• **Dataset rows**
▶

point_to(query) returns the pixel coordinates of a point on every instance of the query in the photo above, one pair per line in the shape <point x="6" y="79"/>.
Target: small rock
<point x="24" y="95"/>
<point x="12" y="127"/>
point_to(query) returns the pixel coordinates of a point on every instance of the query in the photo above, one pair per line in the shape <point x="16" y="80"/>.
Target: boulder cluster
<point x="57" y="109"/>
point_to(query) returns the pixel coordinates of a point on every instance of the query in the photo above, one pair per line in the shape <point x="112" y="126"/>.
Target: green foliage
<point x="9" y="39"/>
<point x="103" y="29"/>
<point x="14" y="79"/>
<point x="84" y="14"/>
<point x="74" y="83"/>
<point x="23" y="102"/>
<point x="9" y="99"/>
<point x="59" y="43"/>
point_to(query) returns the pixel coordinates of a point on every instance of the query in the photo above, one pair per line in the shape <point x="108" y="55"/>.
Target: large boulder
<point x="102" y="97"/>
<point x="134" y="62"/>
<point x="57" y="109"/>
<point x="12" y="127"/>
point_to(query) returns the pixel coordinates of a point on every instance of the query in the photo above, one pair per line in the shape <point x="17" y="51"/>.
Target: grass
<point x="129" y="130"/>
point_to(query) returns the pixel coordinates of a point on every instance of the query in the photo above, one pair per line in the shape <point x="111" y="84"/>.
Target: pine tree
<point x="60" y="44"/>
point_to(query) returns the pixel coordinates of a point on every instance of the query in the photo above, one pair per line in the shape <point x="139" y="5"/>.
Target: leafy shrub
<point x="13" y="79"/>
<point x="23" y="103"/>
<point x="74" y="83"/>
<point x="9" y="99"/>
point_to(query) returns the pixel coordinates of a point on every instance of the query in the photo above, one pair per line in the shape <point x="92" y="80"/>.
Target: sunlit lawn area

◀

• **Exercise**
Nothing in the data may differ; print all of it exactly as written.

• **Complete answer**
point_to(query) returns the pixel coordinates of a point on every instance of the query in the photo above, one pair per line in the shape <point x="6" y="79"/>.
Target: small rock
<point x="24" y="95"/>
<point x="12" y="127"/>
point_to(query) returns the pixel coordinates of a point on every instance of the query in the photo above, one pair per line in the shape <point x="16" y="80"/>.
Target: boulder cluster
<point x="57" y="109"/>
point_to(query) returns the pixel coordinates of a point on every instance of the query in the photo above, one pair per line in the shape <point x="112" y="126"/>.
Target: green foliage
<point x="9" y="39"/>
<point x="103" y="29"/>
<point x="14" y="79"/>
<point x="84" y="14"/>
<point x="74" y="83"/>
<point x="23" y="102"/>
<point x="9" y="99"/>
<point x="59" y="43"/>
point_to(query) returns the pixel coordinates of a point on every instance of the query in the photo above, one pair per line in the shape <point x="108" y="55"/>.
Target: large boulder
<point x="102" y="97"/>
<point x="134" y="62"/>
<point x="57" y="109"/>
<point x="12" y="127"/>
point_to(query) returns the pixel coordinates of a point on every instance of the query in the photo above, one pair per line in the shape <point x="17" y="51"/>.
Target: grass
<point x="129" y="130"/>
point_to(query) returns the pixel coordinates of a point on every instance of the query in the photo above, one pair per line in the shape <point x="111" y="84"/>.
Target: pine tree
<point x="60" y="44"/>
point_to(query) returns the pixel coordinates of a point on every instance of the query in the photo above, one pair per line in the shape <point x="139" y="5"/>.
Target: leafy shrub
<point x="13" y="79"/>
<point x="23" y="103"/>
<point x="74" y="83"/>
<point x="9" y="99"/>
point_to(query) returns the pixel coordinates of a point on every instance of the query in the photo above, one pair per line in the shape <point x="92" y="80"/>.
Target: sunlit lawn area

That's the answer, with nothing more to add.